* DATASET CONTENT
┌──
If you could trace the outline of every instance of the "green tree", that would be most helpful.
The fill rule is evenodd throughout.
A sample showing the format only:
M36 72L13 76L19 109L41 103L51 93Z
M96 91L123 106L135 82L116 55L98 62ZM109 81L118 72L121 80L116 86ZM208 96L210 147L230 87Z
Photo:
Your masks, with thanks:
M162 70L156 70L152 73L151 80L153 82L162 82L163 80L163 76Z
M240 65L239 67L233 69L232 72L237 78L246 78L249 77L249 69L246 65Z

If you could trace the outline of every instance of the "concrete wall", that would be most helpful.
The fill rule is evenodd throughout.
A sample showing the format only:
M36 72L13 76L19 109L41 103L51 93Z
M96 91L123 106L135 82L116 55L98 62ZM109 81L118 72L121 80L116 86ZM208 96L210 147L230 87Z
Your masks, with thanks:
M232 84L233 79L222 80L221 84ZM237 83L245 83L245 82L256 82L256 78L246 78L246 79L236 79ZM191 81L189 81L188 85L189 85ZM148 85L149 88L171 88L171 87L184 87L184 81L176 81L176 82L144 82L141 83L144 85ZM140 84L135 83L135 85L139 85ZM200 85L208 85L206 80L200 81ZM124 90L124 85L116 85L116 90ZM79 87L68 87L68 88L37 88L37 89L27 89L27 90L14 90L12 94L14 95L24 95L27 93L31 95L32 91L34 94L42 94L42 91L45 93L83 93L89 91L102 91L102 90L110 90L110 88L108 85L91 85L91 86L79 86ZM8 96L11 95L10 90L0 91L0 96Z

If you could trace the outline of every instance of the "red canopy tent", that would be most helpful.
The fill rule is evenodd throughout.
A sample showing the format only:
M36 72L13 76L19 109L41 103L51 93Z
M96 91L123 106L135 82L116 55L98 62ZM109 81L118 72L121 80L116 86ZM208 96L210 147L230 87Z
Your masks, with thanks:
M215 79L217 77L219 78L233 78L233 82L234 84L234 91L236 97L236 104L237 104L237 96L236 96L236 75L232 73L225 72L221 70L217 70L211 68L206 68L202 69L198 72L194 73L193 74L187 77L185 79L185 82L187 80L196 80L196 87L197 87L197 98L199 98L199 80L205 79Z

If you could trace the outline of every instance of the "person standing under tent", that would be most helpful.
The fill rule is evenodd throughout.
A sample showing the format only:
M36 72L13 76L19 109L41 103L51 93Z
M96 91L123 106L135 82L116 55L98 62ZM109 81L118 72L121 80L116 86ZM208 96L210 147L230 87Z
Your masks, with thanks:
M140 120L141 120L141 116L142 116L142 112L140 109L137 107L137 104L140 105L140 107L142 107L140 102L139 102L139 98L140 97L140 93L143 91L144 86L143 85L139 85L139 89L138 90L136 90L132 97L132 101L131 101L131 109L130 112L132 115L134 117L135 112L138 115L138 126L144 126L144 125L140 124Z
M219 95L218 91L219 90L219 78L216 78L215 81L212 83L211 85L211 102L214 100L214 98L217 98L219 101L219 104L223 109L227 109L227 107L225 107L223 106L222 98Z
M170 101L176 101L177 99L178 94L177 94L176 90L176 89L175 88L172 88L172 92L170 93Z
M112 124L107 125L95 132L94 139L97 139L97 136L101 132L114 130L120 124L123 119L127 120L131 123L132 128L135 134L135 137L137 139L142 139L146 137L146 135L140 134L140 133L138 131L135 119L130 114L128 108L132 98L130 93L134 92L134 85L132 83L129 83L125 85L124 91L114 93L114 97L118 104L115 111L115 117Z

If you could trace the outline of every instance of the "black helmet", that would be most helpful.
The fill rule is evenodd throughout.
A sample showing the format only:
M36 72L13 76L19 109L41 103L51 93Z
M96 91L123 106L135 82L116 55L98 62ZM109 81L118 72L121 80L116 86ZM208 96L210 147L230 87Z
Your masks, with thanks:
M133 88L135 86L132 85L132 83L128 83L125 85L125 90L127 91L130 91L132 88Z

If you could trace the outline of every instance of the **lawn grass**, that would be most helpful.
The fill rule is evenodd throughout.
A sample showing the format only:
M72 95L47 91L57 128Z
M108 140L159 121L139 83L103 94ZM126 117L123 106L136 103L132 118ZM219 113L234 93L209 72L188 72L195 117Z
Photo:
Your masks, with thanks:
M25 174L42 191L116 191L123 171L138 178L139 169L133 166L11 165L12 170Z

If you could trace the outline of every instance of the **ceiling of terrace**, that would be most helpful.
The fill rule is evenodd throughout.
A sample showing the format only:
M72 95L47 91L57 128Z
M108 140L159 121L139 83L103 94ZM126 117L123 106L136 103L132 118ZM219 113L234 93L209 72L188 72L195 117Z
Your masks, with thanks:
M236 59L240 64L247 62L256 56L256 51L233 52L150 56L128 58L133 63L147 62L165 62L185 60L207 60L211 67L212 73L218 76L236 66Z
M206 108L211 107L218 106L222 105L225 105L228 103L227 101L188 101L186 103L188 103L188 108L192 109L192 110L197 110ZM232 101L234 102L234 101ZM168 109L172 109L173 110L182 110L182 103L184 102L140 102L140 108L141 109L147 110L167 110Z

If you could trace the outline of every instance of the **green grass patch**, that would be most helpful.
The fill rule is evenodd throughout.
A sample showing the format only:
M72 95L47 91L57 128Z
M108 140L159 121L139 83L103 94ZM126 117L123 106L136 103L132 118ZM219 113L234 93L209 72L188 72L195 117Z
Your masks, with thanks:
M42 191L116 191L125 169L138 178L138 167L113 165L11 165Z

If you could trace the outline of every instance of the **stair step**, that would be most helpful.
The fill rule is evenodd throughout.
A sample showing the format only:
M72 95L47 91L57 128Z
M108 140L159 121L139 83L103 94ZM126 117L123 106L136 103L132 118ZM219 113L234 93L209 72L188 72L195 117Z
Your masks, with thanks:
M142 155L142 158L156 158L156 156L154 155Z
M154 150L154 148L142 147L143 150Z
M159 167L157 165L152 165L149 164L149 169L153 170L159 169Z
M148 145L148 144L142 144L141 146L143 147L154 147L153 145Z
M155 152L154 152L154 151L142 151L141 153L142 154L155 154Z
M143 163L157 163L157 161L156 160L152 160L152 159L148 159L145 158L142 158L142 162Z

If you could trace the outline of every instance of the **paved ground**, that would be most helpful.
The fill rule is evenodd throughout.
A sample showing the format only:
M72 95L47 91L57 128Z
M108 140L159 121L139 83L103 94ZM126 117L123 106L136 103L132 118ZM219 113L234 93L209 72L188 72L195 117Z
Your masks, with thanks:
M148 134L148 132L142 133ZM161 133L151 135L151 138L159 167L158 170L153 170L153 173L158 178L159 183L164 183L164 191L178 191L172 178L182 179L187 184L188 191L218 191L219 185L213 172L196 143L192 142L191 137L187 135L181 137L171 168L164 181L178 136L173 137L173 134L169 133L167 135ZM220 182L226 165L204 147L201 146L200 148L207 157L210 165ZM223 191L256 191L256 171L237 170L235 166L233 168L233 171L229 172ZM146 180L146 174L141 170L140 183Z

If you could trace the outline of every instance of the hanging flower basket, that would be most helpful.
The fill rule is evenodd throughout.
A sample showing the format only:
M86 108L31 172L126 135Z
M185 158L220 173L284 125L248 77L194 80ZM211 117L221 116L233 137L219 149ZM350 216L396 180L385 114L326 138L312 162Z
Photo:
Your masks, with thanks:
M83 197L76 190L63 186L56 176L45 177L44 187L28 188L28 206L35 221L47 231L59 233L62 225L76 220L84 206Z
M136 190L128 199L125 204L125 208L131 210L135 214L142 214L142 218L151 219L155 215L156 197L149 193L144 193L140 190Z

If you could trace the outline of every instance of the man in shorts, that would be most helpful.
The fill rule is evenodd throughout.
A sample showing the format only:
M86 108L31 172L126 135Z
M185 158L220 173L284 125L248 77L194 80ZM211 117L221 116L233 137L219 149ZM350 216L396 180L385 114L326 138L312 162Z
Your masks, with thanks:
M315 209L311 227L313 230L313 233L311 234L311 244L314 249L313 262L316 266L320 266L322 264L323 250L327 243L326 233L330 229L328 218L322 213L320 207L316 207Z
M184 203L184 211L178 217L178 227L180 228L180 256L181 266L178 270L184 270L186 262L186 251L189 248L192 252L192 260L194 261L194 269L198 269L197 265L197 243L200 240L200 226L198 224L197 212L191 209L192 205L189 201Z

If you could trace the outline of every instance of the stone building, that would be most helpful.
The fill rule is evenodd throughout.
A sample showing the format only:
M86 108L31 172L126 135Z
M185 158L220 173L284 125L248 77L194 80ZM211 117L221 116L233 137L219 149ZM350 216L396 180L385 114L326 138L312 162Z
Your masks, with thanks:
└──
* GIVEN TASK
Reproduce the rows word for word, from the line containing "building, that would be most helpful." through the last line of the rows, with both ends included.

* REPLY TO THE EXERCISE
If you could trace the outline of every instance of the stone building, that would be most helpful.
The fill rule is evenodd throughout.
A sample showing the format only:
M86 108L31 172L126 135Z
M185 158L220 173L284 125L248 77L194 80ZM211 117L221 116L233 137L219 149ZM350 216L396 180L385 114L326 138L312 162Z
Your masks, with thanks:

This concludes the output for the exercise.